EXTRACTED INFORMATION:
--------------------------------------------------

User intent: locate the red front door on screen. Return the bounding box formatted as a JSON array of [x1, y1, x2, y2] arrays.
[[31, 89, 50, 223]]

--------------------------------------------------

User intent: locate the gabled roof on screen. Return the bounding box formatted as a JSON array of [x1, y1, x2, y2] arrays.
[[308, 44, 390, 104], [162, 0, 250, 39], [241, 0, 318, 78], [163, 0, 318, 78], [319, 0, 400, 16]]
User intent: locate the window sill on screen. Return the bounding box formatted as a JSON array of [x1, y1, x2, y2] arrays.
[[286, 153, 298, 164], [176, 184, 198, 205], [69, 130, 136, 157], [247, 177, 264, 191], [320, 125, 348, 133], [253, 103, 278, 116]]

--------------------------------------------------

PROBLEM DESCRIPTION:
Recast the stretch from the line containing "User intent: locate the gabled" through the line containing "103, 278, 116]]" as a Markdown table with the columns Row and Line, numbering each row and leaving out blank lines.

REPLY TO THE EXERCISE:
| Row | Line |
|---|---|
| 1 | User intent: locate the gabled roof on screen. Return the bounding box formatted as a JSON array of [x1, y1, x2, y2] arrays. |
| 2 | [[308, 44, 390, 104], [162, 0, 250, 39], [241, 0, 318, 78], [163, 0, 318, 78], [319, 0, 400, 16]] |
| 3 | User intent: locate the window sill on screen. Return the bounding box formatted as a JSON array of [x1, y1, x2, y2] arrays. |
| 4 | [[286, 153, 298, 164], [176, 184, 198, 205], [69, 130, 136, 157], [247, 177, 264, 191], [320, 125, 348, 133], [253, 103, 278, 116]] |